Without including any images, repeat the data exactly.

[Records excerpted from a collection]
########

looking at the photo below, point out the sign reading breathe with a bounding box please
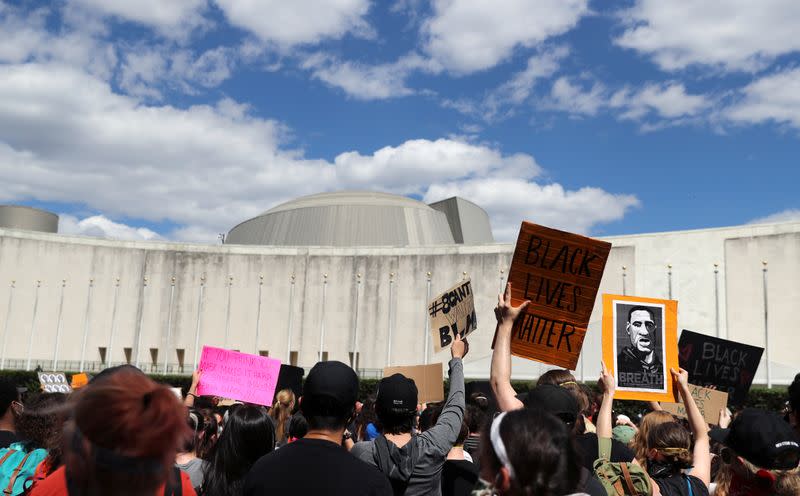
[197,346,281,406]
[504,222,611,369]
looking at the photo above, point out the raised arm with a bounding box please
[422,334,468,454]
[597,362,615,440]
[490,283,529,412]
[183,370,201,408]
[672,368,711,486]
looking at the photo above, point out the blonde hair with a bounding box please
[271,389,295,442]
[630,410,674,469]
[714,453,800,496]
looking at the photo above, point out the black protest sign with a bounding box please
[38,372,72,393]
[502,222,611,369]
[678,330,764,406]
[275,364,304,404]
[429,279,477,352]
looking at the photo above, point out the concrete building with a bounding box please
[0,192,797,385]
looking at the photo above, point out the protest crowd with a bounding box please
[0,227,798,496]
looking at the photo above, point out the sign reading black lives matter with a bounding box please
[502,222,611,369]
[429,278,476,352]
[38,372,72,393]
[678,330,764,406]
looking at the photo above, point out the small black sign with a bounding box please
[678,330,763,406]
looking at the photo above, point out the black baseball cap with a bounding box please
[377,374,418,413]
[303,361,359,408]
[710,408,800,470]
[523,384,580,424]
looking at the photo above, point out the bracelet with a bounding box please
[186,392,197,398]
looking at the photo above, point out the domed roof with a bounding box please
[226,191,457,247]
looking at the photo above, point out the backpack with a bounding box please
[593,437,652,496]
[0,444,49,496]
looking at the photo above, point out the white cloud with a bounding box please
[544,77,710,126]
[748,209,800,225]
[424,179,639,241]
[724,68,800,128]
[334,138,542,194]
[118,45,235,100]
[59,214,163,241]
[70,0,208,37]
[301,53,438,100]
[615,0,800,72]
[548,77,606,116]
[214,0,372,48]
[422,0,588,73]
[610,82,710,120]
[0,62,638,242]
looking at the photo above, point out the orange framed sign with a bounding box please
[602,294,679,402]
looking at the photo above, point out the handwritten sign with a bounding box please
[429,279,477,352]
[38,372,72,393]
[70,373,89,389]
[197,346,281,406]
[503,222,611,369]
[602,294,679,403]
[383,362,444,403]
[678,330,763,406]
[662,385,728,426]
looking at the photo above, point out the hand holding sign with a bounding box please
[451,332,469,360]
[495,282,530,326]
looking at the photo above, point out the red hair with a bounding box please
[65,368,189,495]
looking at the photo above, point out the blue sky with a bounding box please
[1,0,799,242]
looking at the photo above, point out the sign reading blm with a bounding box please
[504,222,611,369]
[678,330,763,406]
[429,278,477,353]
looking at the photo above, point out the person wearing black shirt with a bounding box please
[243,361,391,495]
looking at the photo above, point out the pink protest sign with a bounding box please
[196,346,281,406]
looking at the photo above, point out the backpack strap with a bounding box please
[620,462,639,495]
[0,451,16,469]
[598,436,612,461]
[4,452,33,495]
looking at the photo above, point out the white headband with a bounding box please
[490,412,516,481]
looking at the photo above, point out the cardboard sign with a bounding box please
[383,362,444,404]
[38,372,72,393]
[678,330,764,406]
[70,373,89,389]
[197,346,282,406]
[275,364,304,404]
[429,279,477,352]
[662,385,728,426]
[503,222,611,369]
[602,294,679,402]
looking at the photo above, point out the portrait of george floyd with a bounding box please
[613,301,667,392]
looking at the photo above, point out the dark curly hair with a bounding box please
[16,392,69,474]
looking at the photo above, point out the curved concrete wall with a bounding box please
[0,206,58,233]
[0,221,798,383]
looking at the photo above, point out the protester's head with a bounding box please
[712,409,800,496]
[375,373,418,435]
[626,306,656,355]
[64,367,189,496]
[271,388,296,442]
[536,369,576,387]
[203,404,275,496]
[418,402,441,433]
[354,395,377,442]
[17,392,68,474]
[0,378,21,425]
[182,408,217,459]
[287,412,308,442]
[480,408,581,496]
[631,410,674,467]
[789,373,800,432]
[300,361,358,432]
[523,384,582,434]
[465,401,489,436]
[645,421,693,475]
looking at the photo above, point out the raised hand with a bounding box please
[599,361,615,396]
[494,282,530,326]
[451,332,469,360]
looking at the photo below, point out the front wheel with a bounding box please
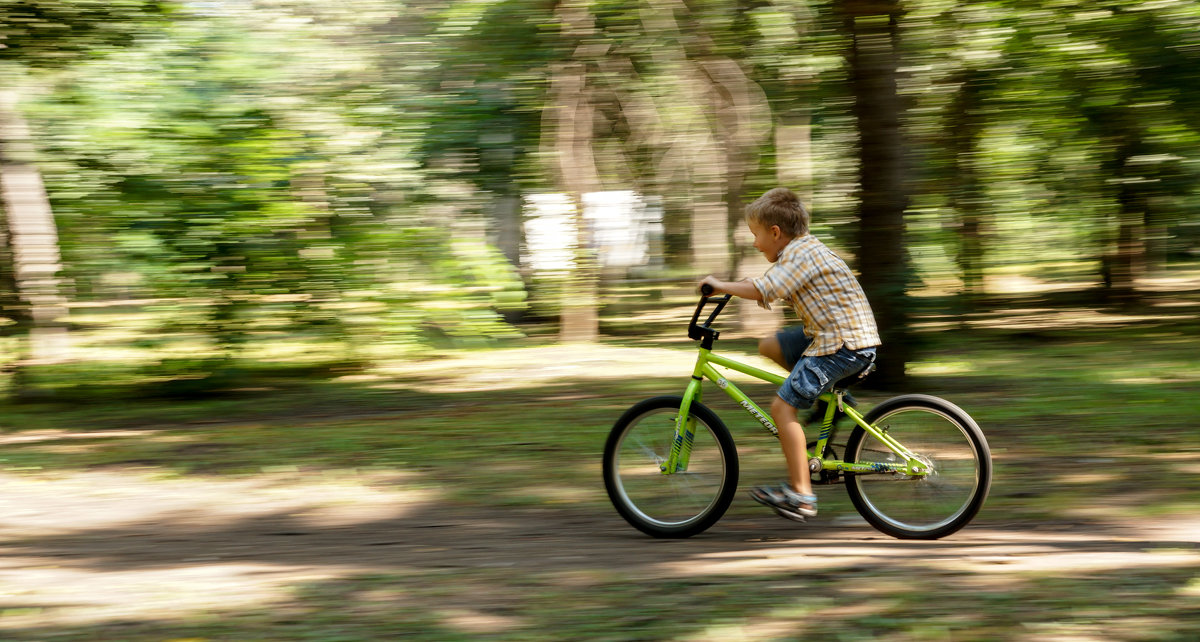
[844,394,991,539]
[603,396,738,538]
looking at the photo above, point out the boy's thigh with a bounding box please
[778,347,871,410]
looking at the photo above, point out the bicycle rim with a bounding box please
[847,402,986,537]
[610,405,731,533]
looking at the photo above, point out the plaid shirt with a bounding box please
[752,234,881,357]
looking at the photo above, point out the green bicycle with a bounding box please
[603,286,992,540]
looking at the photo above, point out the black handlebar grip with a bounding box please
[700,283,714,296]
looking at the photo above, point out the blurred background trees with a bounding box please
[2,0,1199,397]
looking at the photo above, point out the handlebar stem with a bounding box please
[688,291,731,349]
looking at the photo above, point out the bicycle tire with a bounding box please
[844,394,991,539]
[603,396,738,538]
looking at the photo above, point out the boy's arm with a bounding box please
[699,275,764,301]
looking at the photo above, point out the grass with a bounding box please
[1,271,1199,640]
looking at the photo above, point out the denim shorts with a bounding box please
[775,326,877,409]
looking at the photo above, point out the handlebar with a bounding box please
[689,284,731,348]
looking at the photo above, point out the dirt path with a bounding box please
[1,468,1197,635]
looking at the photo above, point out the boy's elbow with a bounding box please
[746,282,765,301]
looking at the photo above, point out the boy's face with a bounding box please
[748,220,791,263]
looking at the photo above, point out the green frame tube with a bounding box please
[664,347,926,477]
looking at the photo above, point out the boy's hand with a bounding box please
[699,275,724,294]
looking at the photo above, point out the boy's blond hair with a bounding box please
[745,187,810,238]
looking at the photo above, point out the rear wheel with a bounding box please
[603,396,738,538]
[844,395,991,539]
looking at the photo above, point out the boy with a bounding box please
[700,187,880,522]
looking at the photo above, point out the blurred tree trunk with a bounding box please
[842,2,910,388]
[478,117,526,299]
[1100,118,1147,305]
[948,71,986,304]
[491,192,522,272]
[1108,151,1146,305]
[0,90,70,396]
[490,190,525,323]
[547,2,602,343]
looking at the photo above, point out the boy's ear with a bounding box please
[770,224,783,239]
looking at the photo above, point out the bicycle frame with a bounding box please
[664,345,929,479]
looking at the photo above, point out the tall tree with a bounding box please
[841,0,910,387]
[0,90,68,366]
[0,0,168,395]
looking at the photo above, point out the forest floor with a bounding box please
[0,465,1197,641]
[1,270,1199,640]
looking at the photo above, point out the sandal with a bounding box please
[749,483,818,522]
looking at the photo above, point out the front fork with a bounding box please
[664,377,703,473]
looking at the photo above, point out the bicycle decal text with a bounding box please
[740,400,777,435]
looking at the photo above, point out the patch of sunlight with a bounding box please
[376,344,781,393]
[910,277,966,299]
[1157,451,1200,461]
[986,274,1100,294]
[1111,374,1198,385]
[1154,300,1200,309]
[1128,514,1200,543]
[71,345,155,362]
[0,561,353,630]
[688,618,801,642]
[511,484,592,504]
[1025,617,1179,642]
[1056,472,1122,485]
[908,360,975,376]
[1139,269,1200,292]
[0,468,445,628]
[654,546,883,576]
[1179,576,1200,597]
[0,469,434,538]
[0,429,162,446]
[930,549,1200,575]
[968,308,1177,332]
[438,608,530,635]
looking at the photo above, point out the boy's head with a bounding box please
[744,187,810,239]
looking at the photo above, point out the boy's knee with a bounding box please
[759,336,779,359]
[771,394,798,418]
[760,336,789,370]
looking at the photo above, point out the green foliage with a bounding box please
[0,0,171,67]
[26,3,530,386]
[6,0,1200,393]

########

ANSWER TO THE EXERCISE:
looking at the photo below, point out the sign reading breathe with a bounding box please
[197,346,281,406]
[504,222,611,369]
looking at the photo above, point out the raised arm with a bounding box please
[422,334,468,454]
[597,362,615,440]
[490,283,529,412]
[183,370,201,408]
[672,368,711,486]
looking at the photo above, point out the blonde hair with a bounding box please
[271,389,295,442]
[630,410,674,469]
[714,453,800,496]
looking at the photo above, point out the black protest sign with a bounding box please
[38,372,72,393]
[502,222,611,369]
[678,330,764,406]
[275,364,304,404]
[429,279,477,352]
looking at the photo above, point out the concrete building with a bounding box please
[0,192,797,385]
looking at the photo above, point out the protest crowd with a bounding box please
[0,227,798,496]
looking at the photo above, point out the sign reading black lives matter with a bounding box please
[502,222,611,369]
[429,278,476,352]
[38,372,72,393]
[678,330,764,406]
looking at the photo above, point out the small black sign with a bounding box please
[678,330,763,406]
looking at the photo above, point out the black baseball cap with a bounding box please
[377,374,418,413]
[303,361,359,408]
[710,408,800,470]
[523,384,580,424]
looking at the photo above, point out the bracelet with a bounding box please
[186,392,197,398]
looking at the photo above, point out the domed roof with a bounding box please
[226,191,457,247]
looking at the photo above, point out the backpack with a bounding box please
[593,437,652,496]
[0,444,49,496]
looking at the photo above, point out the white cloud with a bounding box please
[544,77,710,126]
[748,209,800,225]
[424,179,639,241]
[724,68,800,128]
[334,138,542,194]
[118,45,235,100]
[59,214,163,241]
[70,0,208,37]
[301,53,438,100]
[615,0,800,72]
[548,77,606,116]
[214,0,372,48]
[422,0,588,73]
[610,82,710,120]
[0,62,638,242]
looking at the photo above, point out the orange framed sign with a bounding box please
[602,294,679,402]
looking at the photo above, point out the handwritten sign with a bounding box please
[429,279,477,352]
[38,372,72,393]
[70,373,89,389]
[197,346,281,406]
[503,222,611,369]
[602,294,679,403]
[383,362,444,403]
[678,330,763,406]
[662,385,728,426]
looking at the photo above, point out the hand holding sign with a bounding box please
[451,332,469,360]
[495,282,530,326]
looking at the photo above, point out the red hair with a bounding box please
[65,368,189,495]
looking at the photo above, point out the blue sky with a bounding box please
[1,0,799,242]
looking at the photo above, point out the sign reading blm with a bounding box please
[504,222,611,369]
[678,330,763,406]
[429,278,477,353]
looking at the photo above, point out the person wearing black shirt with a bounding box please
[243,361,391,495]
looking at the photo above, point out the pink protest sign with a bounding box please
[196,346,281,406]
looking at the photo above, point out the backpack strap with a bounding box please
[620,462,639,495]
[0,451,16,469]
[598,436,612,461]
[4,452,33,495]
looking at the photo above, point out the white headband with a bounding box please
[490,412,516,481]
looking at the photo above, point out the cardboard sign with a bounding box please
[383,362,444,404]
[38,372,72,393]
[678,330,764,406]
[70,373,89,389]
[197,346,282,406]
[275,364,304,404]
[429,279,477,352]
[662,385,728,426]
[503,222,611,369]
[602,294,679,402]
looking at the photo above, point out the portrait of george floyd with a bounding box please
[613,301,667,392]
looking at the photo above, point out the dark curly hair with a bounding box please
[16,392,69,474]
looking at the photo above, point out the curved concrete wall with a bounding box please
[0,206,58,233]
[0,221,798,383]
looking at the photo above, point out the protester's head with a bounding box please
[712,409,800,496]
[375,373,418,435]
[626,306,656,355]
[64,367,189,496]
[271,388,296,442]
[536,369,576,387]
[203,404,275,496]
[418,402,441,433]
[354,395,377,442]
[17,392,68,474]
[0,378,21,425]
[182,408,217,459]
[287,412,308,442]
[480,408,581,496]
[631,410,674,467]
[789,373,800,432]
[300,361,358,432]
[523,384,582,434]
[465,401,489,436]
[645,421,693,475]
looking at the photo above, point out the raised hand with a bounding box please
[599,361,615,396]
[494,282,530,326]
[451,332,469,360]
looking at the photo below, point out the front wheel with a bounding box please
[844,394,991,539]
[603,396,738,538]
looking at the photo above, point out the boy's thigh with a bounding box please
[778,347,871,410]
looking at the photo above, point out the bicycle rim with a bounding box please
[847,402,986,537]
[610,405,731,533]
looking at the photo above, point out the plaid shirt with a bounding box please
[752,234,881,357]
looking at the photo above, point out the green bicycle with a bounding box please
[603,286,992,540]
looking at the photo above, point out the black handlebar grip with a bounding box please
[700,283,714,296]
looking at the photo above, point out the blurred background trees with a bounding box please
[2,0,1199,397]
looking at the photo above, point out the handlebar stem with a bounding box please
[688,291,731,349]
looking at the photo above, point out the bicycle tire with a bounding box please
[844,394,991,539]
[603,396,738,538]
looking at the photo above, point out the boy's arm with a bounding box please
[699,275,764,301]
looking at the photo above, point out the grass with a bounding box please
[1,271,1199,640]
looking at the photo above, point out the denim shorts with a bounding box please
[775,326,877,409]
looking at the photo above, point out the handlebar with a bounding box please
[689,284,731,348]
looking at the photo above, point out the dirt path with a bounding box please
[1,468,1197,635]
looking at the photo above, point out the boy's elbow with a bounding box please
[746,282,765,301]
looking at the photo above, point out the boy's face with a bounding box please
[748,220,791,263]
looking at the photo above, point out the green frame tube with a bounding box please
[664,347,926,477]
looking at the photo above, point out the boy's hand with a bounding box please
[699,275,724,294]
looking at the photo above, point out the boy's blond hair with a bounding box please
[745,187,810,238]
looking at the photo above, point out the rear wheel with a bounding box please
[603,396,738,538]
[844,395,991,539]
looking at the photo above, point out the boy with a bounding box please
[700,187,880,522]
looking at the photo above, point out the blurred tree trunk with a bounding box please
[842,2,910,388]
[478,117,526,299]
[1100,118,1147,305]
[948,71,986,304]
[491,192,522,272]
[1108,151,1146,305]
[0,90,70,396]
[490,190,525,323]
[547,2,602,343]
looking at the photo above, point out the boy's ear with a bounding box please
[770,224,783,239]
looking at the photo above, point out the bicycle frame with a bounding box please
[664,345,929,479]
looking at the photo above, point out the tall tree with a bounding box please
[841,0,910,387]
[0,90,68,366]
[0,0,168,395]
looking at the photo above, point out the forest floor with a bounding box please
[0,465,1197,641]
[1,270,1199,640]
looking at the photo above, point out the sandal with a bounding box please
[749,483,818,522]
looking at the photo above, point out the front fork with a bounding box please
[664,377,703,473]
looking at the photo above, point out the bicycle decal text with a bounding box please
[740,400,777,435]
looking at the photo above, point out the patch of sunlight with a bounding box please
[376,344,781,393]
[910,277,966,299]
[1157,451,1200,461]
[986,274,1100,294]
[1111,374,1198,385]
[1154,300,1200,309]
[1128,514,1200,543]
[71,345,155,362]
[0,561,353,630]
[688,618,801,642]
[511,484,592,504]
[1025,617,1179,642]
[1056,472,1122,485]
[908,360,975,376]
[1139,269,1200,292]
[0,468,445,628]
[654,546,883,576]
[1179,576,1200,597]
[0,469,434,538]
[0,429,162,446]
[930,549,1200,575]
[968,308,1177,332]
[438,608,530,635]
looking at the photo above, point out the boy's head with a bounding box please
[744,187,810,239]
looking at the photo above, point out the boy's knee with a bounding box please
[759,336,779,359]
[771,394,798,418]
[760,336,789,370]
looking at the photo above, point out the green foliage with a bounding box please
[0,0,171,67]
[26,3,530,386]
[6,0,1200,393]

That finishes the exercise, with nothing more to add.